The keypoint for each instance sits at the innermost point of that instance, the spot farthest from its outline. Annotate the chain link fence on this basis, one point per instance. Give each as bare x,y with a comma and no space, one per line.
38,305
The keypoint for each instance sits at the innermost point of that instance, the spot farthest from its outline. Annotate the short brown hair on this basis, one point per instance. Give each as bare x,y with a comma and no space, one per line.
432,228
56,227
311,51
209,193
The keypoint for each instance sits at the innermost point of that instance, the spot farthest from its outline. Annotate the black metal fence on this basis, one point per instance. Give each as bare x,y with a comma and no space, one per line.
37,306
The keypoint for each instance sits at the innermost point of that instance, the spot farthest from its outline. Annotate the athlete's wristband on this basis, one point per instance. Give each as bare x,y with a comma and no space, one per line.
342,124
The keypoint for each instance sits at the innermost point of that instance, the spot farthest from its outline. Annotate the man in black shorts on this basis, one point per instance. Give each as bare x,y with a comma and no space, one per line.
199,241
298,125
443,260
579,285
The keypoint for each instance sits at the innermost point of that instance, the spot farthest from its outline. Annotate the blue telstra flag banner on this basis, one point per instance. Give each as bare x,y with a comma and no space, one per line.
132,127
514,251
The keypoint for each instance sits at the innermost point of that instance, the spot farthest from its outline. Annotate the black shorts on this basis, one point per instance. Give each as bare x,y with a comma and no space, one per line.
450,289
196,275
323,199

========================================================================

**EXERCISE DIRECTIONS**.
Each line from the one with "the black metal" through the last line of the records must be written out word for word. Include nothing else.

**FULL SOLUTION**.
The keypoint for each instance sits at the innermost point of that instance, the spot farthest from its outline. Annotate the black metal fence on this basis, one point per instance. Give each as bare x,y with a comma and no space, one per line.
37,306
The keypoint for each instance sits at the innermost point of that instance, the spot farthest from its outline. Annotate the athlete's wristband on this basis, one point per instance. Give each as bare x,y with a comma and no space, one per line.
342,124
The keypoint for each instance sits at the innermost point of that instance, the spot farthest from its outline. Annotate the man in black shorts on this basis, one point per instance. Give each as bare x,y with a comma and no space, one per line.
199,241
298,125
443,260
579,285
The keypoint for each instance sits at the innermost point of that instance, the spot farthest from its outline. Annotate the blue telstra flag banner on this basis, one point per instance. Give each as bare x,y with a comma and no space, one per line.
132,127
514,251
The keypoint for each instance sits at the innermost point of that instance, the spot farthest from its outline. Annotate the black shorts on this basis, one point per instance. Give each as bare x,y with a comma and no space, one per line.
450,289
196,275
323,199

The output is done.